Convert the data below into a two-column CSV with the headers input and output, one row per item. Enclose each field in double quotes and replace every line break inside a field with a space.
————————
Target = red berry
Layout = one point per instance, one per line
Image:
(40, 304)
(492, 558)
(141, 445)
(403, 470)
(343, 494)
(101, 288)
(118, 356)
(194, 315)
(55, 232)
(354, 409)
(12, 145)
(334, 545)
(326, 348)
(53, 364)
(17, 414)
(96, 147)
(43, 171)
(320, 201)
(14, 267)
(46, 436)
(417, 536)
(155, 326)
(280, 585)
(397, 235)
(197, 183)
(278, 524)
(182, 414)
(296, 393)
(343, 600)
————————
Task result:
input,output
"Target = red berry Layout = one point per instance, one per line Image:","(40, 304) (492, 558) (141, 445) (403, 470) (343, 494) (101, 288) (118, 356) (194, 315) (55, 232) (354, 409) (12, 145) (334, 545) (326, 348) (53, 364) (17, 414) (96, 147) (43, 171) (320, 201) (14, 267) (46, 436) (417, 536) (155, 326) (280, 585) (397, 235) (197, 183) (278, 524) (182, 414) (296, 393) (343, 600)"